Report every line of the records that contains the word "Provide".

━━━━━ Exercise materials

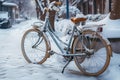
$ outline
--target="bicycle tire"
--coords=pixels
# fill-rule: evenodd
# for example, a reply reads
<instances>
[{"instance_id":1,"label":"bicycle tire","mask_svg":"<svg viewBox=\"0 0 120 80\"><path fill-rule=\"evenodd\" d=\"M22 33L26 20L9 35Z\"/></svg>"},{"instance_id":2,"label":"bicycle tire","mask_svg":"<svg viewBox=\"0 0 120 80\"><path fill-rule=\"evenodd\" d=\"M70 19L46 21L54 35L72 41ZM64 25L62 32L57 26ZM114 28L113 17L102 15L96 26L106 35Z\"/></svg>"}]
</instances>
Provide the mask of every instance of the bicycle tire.
<instances>
[{"instance_id":1,"label":"bicycle tire","mask_svg":"<svg viewBox=\"0 0 120 80\"><path fill-rule=\"evenodd\" d=\"M88 49L93 49L94 53L92 55L86 54L86 56L83 57L75 56L74 61L76 66L87 76L98 76L107 69L110 63L110 57L112 55L111 45L107 39L92 30L83 31L82 39L83 40L80 40L79 37L75 39L73 43L73 54L85 53L82 44ZM94 40L94 42L92 42L92 40ZM105 52L103 52L103 50Z\"/></svg>"},{"instance_id":2,"label":"bicycle tire","mask_svg":"<svg viewBox=\"0 0 120 80\"><path fill-rule=\"evenodd\" d=\"M22 54L28 63L45 62L50 57L48 46L44 33L37 29L27 30L21 40Z\"/></svg>"}]
</instances>

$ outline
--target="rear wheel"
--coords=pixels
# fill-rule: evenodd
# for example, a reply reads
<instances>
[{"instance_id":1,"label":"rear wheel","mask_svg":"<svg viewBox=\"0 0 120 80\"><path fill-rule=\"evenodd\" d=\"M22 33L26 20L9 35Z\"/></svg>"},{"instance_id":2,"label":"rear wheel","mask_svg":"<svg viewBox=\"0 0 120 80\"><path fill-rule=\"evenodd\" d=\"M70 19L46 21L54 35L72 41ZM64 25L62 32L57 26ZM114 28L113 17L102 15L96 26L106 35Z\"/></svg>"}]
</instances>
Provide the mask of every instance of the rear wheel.
<instances>
[{"instance_id":1,"label":"rear wheel","mask_svg":"<svg viewBox=\"0 0 120 80\"><path fill-rule=\"evenodd\" d=\"M21 41L24 58L29 63L42 64L50 56L45 35L37 29L27 30Z\"/></svg>"},{"instance_id":2,"label":"rear wheel","mask_svg":"<svg viewBox=\"0 0 120 80\"><path fill-rule=\"evenodd\" d=\"M86 54L74 57L77 67L83 74L98 76L107 69L112 51L108 41L99 33L86 30L81 37L75 39L73 53Z\"/></svg>"}]
</instances>

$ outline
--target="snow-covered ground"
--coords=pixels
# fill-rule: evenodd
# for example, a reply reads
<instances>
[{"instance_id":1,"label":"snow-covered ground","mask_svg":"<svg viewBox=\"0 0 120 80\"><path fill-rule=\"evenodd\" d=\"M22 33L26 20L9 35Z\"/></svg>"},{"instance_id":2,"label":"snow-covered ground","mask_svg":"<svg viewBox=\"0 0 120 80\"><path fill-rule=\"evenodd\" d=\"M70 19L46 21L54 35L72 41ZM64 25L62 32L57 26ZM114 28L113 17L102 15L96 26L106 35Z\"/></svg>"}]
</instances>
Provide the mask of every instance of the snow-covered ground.
<instances>
[{"instance_id":1,"label":"snow-covered ground","mask_svg":"<svg viewBox=\"0 0 120 80\"><path fill-rule=\"evenodd\" d=\"M42 65L27 63L21 52L21 37L35 21L32 19L10 29L0 29L0 80L120 80L120 54L116 53L113 53L108 69L98 77L80 74L73 62L62 74L65 63L56 55Z\"/></svg>"}]
</instances>

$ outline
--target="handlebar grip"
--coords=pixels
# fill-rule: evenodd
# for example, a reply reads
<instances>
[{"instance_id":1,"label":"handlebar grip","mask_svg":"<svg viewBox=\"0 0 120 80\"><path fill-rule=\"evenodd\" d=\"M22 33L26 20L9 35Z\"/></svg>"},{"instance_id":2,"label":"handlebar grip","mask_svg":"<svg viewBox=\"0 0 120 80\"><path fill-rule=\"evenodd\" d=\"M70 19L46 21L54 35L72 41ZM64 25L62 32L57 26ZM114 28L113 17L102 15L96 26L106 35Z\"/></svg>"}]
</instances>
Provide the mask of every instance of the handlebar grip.
<instances>
[{"instance_id":1,"label":"handlebar grip","mask_svg":"<svg viewBox=\"0 0 120 80\"><path fill-rule=\"evenodd\" d=\"M60 5L62 5L62 2L55 2L55 5L60 6Z\"/></svg>"}]
</instances>

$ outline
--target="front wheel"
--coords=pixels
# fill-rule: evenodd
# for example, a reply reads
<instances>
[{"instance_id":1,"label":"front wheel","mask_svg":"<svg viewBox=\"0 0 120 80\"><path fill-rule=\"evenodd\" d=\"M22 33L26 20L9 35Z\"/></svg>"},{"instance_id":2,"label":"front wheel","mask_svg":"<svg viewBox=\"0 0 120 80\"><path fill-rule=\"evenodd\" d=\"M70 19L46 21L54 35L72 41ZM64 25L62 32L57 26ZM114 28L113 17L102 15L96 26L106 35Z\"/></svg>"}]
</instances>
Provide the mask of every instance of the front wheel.
<instances>
[{"instance_id":1,"label":"front wheel","mask_svg":"<svg viewBox=\"0 0 120 80\"><path fill-rule=\"evenodd\" d=\"M42 64L50 56L48 42L43 32L37 29L27 30L21 41L24 58L29 63Z\"/></svg>"},{"instance_id":2,"label":"front wheel","mask_svg":"<svg viewBox=\"0 0 120 80\"><path fill-rule=\"evenodd\" d=\"M74 57L77 67L83 74L98 76L107 69L112 51L109 41L99 33L85 30L75 39L73 53L85 54L85 56Z\"/></svg>"}]
</instances>

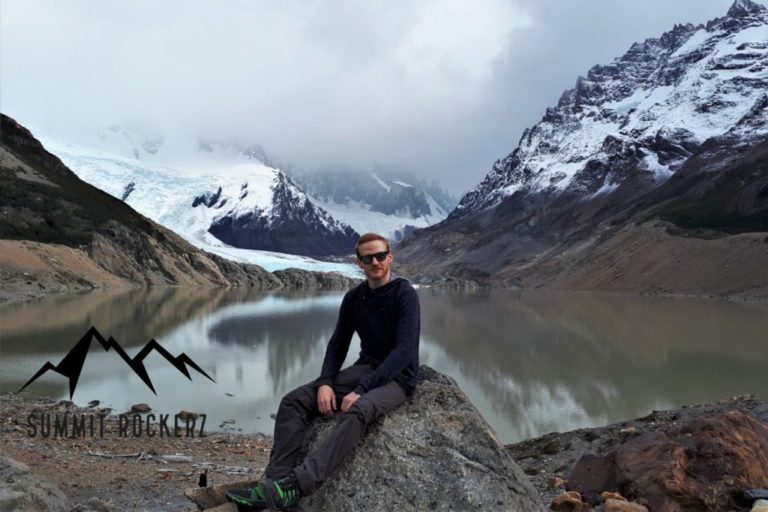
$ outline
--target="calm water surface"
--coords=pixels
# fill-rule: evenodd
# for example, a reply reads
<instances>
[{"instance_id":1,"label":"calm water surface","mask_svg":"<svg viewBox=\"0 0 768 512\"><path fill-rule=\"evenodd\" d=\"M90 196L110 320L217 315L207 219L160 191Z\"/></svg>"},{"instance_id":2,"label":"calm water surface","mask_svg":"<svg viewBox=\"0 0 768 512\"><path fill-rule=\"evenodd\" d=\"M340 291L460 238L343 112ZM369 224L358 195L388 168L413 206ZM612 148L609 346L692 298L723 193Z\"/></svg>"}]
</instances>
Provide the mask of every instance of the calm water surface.
<instances>
[{"instance_id":1,"label":"calm water surface","mask_svg":"<svg viewBox=\"0 0 768 512\"><path fill-rule=\"evenodd\" d=\"M504 442L604 425L653 409L752 393L768 397L768 306L563 292L419 290L421 362L454 377ZM0 391L57 364L95 326L129 356L151 338L185 352L215 383L190 382L161 356L154 395L113 352L92 344L73 400L117 412L208 414L272 433L280 397L316 378L343 293L223 290L94 292L0 306ZM359 351L353 340L347 363ZM228 396L233 394L233 396ZM69 399L48 372L24 396ZM226 427L229 428L229 427Z\"/></svg>"}]
</instances>

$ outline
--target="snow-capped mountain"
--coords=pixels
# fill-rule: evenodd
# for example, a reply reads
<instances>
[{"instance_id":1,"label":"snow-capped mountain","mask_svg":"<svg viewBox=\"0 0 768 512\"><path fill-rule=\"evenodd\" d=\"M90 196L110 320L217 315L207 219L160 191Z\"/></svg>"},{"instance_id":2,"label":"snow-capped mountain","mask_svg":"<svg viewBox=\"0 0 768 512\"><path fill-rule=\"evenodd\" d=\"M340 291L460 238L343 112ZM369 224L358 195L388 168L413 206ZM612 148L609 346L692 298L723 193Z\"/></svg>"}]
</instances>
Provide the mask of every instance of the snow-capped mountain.
<instances>
[{"instance_id":1,"label":"snow-capped mountain","mask_svg":"<svg viewBox=\"0 0 768 512\"><path fill-rule=\"evenodd\" d=\"M768 9L737 0L594 66L465 195L456 218L518 191L611 193L638 166L667 180L706 140L768 132Z\"/></svg>"},{"instance_id":2,"label":"snow-capped mountain","mask_svg":"<svg viewBox=\"0 0 768 512\"><path fill-rule=\"evenodd\" d=\"M768 231L767 155L768 8L736 0L578 78L400 262L514 286L768 288L749 234Z\"/></svg>"},{"instance_id":3,"label":"snow-capped mountain","mask_svg":"<svg viewBox=\"0 0 768 512\"><path fill-rule=\"evenodd\" d=\"M398 241L447 217L456 200L435 183L375 172L295 172L292 177L334 218L358 233L374 231Z\"/></svg>"},{"instance_id":4,"label":"snow-capped mountain","mask_svg":"<svg viewBox=\"0 0 768 512\"><path fill-rule=\"evenodd\" d=\"M142 160L44 143L84 181L206 250L229 253L234 247L319 257L348 254L357 237L284 173L258 159L211 151L193 164L195 154L183 151ZM147 161L153 159L182 165Z\"/></svg>"},{"instance_id":5,"label":"snow-capped mountain","mask_svg":"<svg viewBox=\"0 0 768 512\"><path fill-rule=\"evenodd\" d=\"M276 167L259 144L236 136L215 137L178 132L175 136L167 136L150 128L114 125L77 142L110 155L142 162L187 165L258 161L268 167Z\"/></svg>"}]
</instances>

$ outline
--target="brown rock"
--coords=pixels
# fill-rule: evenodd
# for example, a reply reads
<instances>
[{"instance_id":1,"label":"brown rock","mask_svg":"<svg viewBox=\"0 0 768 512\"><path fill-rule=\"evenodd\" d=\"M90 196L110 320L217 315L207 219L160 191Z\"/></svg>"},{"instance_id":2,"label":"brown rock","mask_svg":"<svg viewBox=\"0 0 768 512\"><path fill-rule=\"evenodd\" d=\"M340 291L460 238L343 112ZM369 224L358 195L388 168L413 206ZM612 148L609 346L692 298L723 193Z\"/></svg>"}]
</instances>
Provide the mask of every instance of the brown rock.
<instances>
[{"instance_id":1,"label":"brown rock","mask_svg":"<svg viewBox=\"0 0 768 512\"><path fill-rule=\"evenodd\" d=\"M258 480L243 480L213 487L190 487L184 491L184 496L194 501L203 510L218 507L227 503L227 492L232 489L250 489L256 487Z\"/></svg>"},{"instance_id":2,"label":"brown rock","mask_svg":"<svg viewBox=\"0 0 768 512\"><path fill-rule=\"evenodd\" d=\"M603 498L603 501L608 501L608 500L627 501L627 498L625 498L624 496L622 496L617 492L603 491L600 493L600 497Z\"/></svg>"},{"instance_id":3,"label":"brown rock","mask_svg":"<svg viewBox=\"0 0 768 512\"><path fill-rule=\"evenodd\" d=\"M640 505L639 503L622 500L608 498L605 500L603 512L648 512L648 507Z\"/></svg>"},{"instance_id":4,"label":"brown rock","mask_svg":"<svg viewBox=\"0 0 768 512\"><path fill-rule=\"evenodd\" d=\"M558 487L562 487L563 485L565 485L565 480L563 480L559 476L554 476L549 479L549 487L551 489L557 489Z\"/></svg>"},{"instance_id":5,"label":"brown rock","mask_svg":"<svg viewBox=\"0 0 768 512\"><path fill-rule=\"evenodd\" d=\"M564 492L556 496L549 508L556 512L589 512L592 507L581 501L581 495L576 491Z\"/></svg>"},{"instance_id":6,"label":"brown rock","mask_svg":"<svg viewBox=\"0 0 768 512\"><path fill-rule=\"evenodd\" d=\"M599 503L603 491L617 491L613 457L600 457L592 453L581 456L568 475L565 488L578 491L585 501Z\"/></svg>"},{"instance_id":7,"label":"brown rock","mask_svg":"<svg viewBox=\"0 0 768 512\"><path fill-rule=\"evenodd\" d=\"M636 437L605 457L579 460L568 488L589 501L587 493L601 482L604 490L643 498L654 512L732 510L741 490L768 487L768 427L738 411L699 417L669 434Z\"/></svg>"}]
</instances>

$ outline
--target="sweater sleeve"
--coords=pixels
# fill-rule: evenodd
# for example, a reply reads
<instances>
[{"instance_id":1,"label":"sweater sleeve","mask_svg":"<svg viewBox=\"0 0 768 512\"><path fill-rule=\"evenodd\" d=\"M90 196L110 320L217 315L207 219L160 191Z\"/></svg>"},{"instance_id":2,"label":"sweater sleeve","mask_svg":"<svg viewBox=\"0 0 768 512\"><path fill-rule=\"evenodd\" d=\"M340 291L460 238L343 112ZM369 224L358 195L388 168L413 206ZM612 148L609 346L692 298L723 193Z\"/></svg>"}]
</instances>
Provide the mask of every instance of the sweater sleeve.
<instances>
[{"instance_id":1,"label":"sweater sleeve","mask_svg":"<svg viewBox=\"0 0 768 512\"><path fill-rule=\"evenodd\" d=\"M333 331L328 347L325 349L325 359L323 359L323 368L320 371L320 377L315 379L315 384L322 386L324 384L333 386L336 374L339 373L341 365L349 351L349 343L352 341L352 334L355 332L354 312L352 311L352 295L354 290L350 290L344 295L339 308L339 319L336 321L336 329Z\"/></svg>"},{"instance_id":2,"label":"sweater sleeve","mask_svg":"<svg viewBox=\"0 0 768 512\"><path fill-rule=\"evenodd\" d=\"M376 370L360 381L355 388L358 395L392 381L418 355L421 323L419 296L410 284L403 286L399 293L395 346Z\"/></svg>"}]
</instances>

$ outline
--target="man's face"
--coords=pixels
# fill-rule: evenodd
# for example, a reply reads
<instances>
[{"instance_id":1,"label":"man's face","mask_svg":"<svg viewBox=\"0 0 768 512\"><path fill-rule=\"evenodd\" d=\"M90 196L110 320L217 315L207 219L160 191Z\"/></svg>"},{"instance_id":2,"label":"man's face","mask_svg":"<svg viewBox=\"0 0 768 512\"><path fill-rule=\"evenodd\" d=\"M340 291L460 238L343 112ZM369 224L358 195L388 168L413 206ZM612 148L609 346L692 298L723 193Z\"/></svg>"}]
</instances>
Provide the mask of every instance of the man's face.
<instances>
[{"instance_id":1,"label":"man's face","mask_svg":"<svg viewBox=\"0 0 768 512\"><path fill-rule=\"evenodd\" d=\"M360 244L357 247L357 254L360 256L373 256L374 254L385 252L386 250L387 244L381 240L372 240L370 242ZM358 258L357 266L363 269L363 272L365 272L365 276L368 279L378 281L386 277L387 272L389 272L389 266L392 265L393 259L394 258L392 257L392 253L387 254L387 257L384 258L384 261L379 261L376 258L373 258L372 261L367 264L363 263L360 261L360 258Z\"/></svg>"}]
</instances>

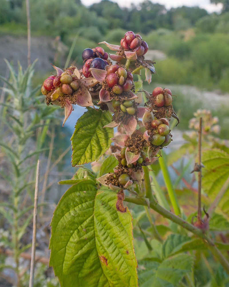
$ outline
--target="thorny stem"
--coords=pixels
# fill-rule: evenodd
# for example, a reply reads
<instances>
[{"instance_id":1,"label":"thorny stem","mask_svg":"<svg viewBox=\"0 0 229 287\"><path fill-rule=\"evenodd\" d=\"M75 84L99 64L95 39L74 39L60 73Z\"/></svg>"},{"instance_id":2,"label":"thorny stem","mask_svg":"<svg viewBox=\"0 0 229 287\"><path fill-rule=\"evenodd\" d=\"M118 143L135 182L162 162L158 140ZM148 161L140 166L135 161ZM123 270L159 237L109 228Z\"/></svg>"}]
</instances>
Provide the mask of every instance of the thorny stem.
<instances>
[{"instance_id":1,"label":"thorny stem","mask_svg":"<svg viewBox=\"0 0 229 287\"><path fill-rule=\"evenodd\" d=\"M165 162L165 154L162 151L162 156L158 158L158 162L163 174L164 180L168 191L169 196L174 210L175 214L178 215L180 214L181 211L175 191L173 188L170 178L169 171Z\"/></svg>"},{"instance_id":2,"label":"thorny stem","mask_svg":"<svg viewBox=\"0 0 229 287\"><path fill-rule=\"evenodd\" d=\"M131 202L139 205L147 206L147 203L143 198L127 196L124 200L127 202ZM229 263L215 246L211 239L205 235L201 229L188 223L179 216L163 208L154 200L154 201L150 201L149 206L150 208L156 211L163 217L170 219L173 222L180 225L202 238L207 247L220 262L227 274L229 275Z\"/></svg>"},{"instance_id":3,"label":"thorny stem","mask_svg":"<svg viewBox=\"0 0 229 287\"><path fill-rule=\"evenodd\" d=\"M144 185L145 189L145 197L150 200L155 201L151 189L151 184L149 178L149 173L147 166L142 167L144 172Z\"/></svg>"},{"instance_id":4,"label":"thorny stem","mask_svg":"<svg viewBox=\"0 0 229 287\"><path fill-rule=\"evenodd\" d=\"M198 140L198 164L200 170L198 172L198 211L197 214L197 219L198 221L201 221L201 179L202 172L201 171L201 137L202 133L202 118L200 119L200 126L198 132L199 139Z\"/></svg>"},{"instance_id":5,"label":"thorny stem","mask_svg":"<svg viewBox=\"0 0 229 287\"><path fill-rule=\"evenodd\" d=\"M138 67L137 68L136 68L136 69L134 70L132 72L132 73L135 74L138 71L140 71L140 70L141 70L142 69L143 69L144 68L144 67L143 67L142 66L140 66L140 67Z\"/></svg>"}]
</instances>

━━━━━━━━━━

* _Solution for this exercise_
Provide the mask of every instance of the bicycle tire.
Provide the mask of every instance of the rear wheel.
Provide the mask of every instance of the snow-covered ground.
Provide the mask of every instance of the handlebar grip.
Provide the mask of every instance of the front wheel.
Provide the mask of every instance of the calm water surface.
Provide the mask of every instance of the snow-capped mountain.
Provide the mask of every instance of the brown rock.
Provide the mask of every instance of the sweater sleeve.
Provide the mask of every instance of the man's face.
Provide the mask of every instance of the thorny stem.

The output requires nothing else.